Extract provided:

=-=-=

Thanks for bringing this up Sameer.

On Fri, Jan 15, 2021 at 1:18 PM Boyuan Zhang <[email protected]> wrote:

> +Chamikara Jayalath <[email protected]>
>
> Hi Sameer,
>
> Thanks for reaching out!
>
> We will expose *commitOffsetsInFinalize *to py ReadFromKafka transform
> when we have CustomWindow support in python SDK, which should be coming
> soon.
>

Looking at https://github.com/apache/beam/pull/12572 seems like you just
need support for FixedWindows, right ? This should work now I believe since
Dataflow Python multi-language pipelines use portable job submission by
default.


>
> In terms of *TimestampPolicyFactory*,if you are using the built-in types,
> like ProcessingTimePolicy
> <https://github.com/apache/beam/blob/master/sdks/java/io/kafka/src/main/java/org/apache/beam/sdk/io/kafka/TimestampPolicyFactory.java#L58-L60>,
> LogAppendTimePolicy
> <https://github.com/apache/beam/blob/master/sdks/java/io/kafka/src/main/java/org/apache/beam/sdk/io/kafka/TimestampPolicyFactory.java#L68-L70>
> and withCreateTime
> <https://github.com/apache/beam/blob/master/sdks/java/io/kafka/src/main/java/org/apache/beam/sdk/io/kafka/TimestampPolicyFactory.java#L72-L89>,
> it's not hard to expose them to ReadFromKafka.
>

Yeah, exposing existing policies should not be too hard but defining new
policies (or any other option that requires second order functions)
requires cross-language UDF support which is not available yet.

=-=-=

Supplied records:

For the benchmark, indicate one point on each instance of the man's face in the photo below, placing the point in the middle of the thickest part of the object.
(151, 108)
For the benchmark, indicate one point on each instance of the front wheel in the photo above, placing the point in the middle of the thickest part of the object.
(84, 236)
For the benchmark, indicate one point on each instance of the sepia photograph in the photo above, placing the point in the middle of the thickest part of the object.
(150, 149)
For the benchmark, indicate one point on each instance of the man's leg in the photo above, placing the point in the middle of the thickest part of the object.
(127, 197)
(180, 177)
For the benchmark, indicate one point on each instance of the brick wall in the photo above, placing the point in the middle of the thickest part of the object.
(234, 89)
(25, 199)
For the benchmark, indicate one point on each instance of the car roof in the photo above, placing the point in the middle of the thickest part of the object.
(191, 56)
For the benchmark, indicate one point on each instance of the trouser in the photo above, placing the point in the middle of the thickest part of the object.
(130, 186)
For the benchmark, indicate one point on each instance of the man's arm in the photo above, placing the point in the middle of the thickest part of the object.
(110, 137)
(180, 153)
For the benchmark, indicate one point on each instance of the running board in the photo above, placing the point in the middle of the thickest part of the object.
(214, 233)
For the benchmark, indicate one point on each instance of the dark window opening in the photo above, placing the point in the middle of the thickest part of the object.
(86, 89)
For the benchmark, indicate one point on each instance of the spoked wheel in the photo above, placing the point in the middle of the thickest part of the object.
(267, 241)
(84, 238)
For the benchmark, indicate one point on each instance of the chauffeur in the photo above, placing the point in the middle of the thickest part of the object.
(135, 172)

=-=-=

Objective 1: In the Kafka thread, what is required for defining new timestamp policies that is not available yet?
Objective 2: Count the lines of the records that contain the string "wheel", matching case, and give only the number.
The records are unrelated to the Kafka thread.

Full solution 1: Cross-language UDF support.

Full solution 2: 2